To do: In the text below, titled "It's OK not to be OK," list each thing the writer names as part of what they have been juggling.

Source text:
*** Begin section ***

It's OK not to be OK
I’m writing this mainly to get my feelings out onto paper to help me feel a little bit better but also I wanted to share because I know so many of us are going through this difficult time.
I’m over it. I am so over it. If I have to say yes to downloading another game on an iPad, yes to another snack, wash up more dirty dishes, wash even more clothes than I thought humanly possible, take another Teams call with a child on my lap, under my legs or crying for more screen time I am going to go insane!
And even though I know we’re all in the same boat... it somehow doesn’t make it any easier.
Spring is on its way, the mornings are brighter and the evenings are longer which does just feel lovely, but yet somehow trying to find a glimmer of hope is so difficult. The truth is I am struggling more than I realised the past few weeks and it’s only until things came to a head for me that I realised I need to take a step back.
I’ve been putting on a brave face like we all have to be honest juggling work, home, kids, shielding, vaccine and everything else in between. I’m trying to do the best in every situation and ultimately feeling like a failure in most of them. I’ve taken a break this week which has already done me the world of good just to be worrying about one less thing is such a relief.
I’m staying optimistic we do have good news around the corner it’s just a matter of time. And I strongly believe if we can get through this we can get through anything.
You’re smashing it. We are all smashing it.
Take that gulp of fresh air on your own out in the garden, go for that walk on your own, make that fresh cup of coffee and actually drink it, be selfish, sometimes we all need to be.
I don’t think any of us honestly feel ok. And if you’re really not feeling ok... it’s totally ok. Let it out, keep talking, you’ll feel so much better.

*** End section ***

Dataset content:
*** Begin section ***

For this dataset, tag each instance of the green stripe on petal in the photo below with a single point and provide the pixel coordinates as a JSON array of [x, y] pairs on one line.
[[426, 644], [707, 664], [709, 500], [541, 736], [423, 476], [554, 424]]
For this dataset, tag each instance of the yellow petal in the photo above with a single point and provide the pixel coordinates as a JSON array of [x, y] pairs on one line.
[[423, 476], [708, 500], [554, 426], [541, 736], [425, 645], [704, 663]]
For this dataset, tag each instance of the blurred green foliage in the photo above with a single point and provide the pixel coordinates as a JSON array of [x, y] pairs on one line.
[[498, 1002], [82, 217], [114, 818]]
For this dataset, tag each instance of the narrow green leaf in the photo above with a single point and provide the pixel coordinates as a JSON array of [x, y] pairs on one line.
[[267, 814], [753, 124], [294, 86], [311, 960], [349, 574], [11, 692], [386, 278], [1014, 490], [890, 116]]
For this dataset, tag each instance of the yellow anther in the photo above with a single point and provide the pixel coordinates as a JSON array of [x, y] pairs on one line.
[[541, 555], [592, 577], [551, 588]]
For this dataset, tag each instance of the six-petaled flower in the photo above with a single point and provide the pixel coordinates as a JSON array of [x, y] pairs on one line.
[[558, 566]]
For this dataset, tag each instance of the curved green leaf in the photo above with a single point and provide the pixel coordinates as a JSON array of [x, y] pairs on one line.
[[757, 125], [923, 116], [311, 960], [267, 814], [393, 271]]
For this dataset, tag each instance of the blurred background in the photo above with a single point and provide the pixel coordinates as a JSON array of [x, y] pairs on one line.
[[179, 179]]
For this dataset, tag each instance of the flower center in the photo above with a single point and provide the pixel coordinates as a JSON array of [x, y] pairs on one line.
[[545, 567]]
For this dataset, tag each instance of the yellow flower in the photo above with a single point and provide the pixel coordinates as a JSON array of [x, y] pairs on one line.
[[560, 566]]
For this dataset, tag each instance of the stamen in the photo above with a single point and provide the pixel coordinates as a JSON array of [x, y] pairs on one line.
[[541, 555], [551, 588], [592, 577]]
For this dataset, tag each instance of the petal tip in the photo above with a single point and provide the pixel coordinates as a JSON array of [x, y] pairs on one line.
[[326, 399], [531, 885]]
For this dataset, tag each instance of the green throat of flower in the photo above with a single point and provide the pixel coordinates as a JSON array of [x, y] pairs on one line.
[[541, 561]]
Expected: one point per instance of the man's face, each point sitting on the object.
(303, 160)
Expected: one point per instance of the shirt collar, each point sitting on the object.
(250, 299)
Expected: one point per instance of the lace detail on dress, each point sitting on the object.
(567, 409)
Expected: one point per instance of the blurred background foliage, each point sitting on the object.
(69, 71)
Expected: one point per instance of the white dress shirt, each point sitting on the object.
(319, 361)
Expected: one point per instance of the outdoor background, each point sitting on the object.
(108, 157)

*** End section ***

Response area: work, home, kids, shielding, vaccine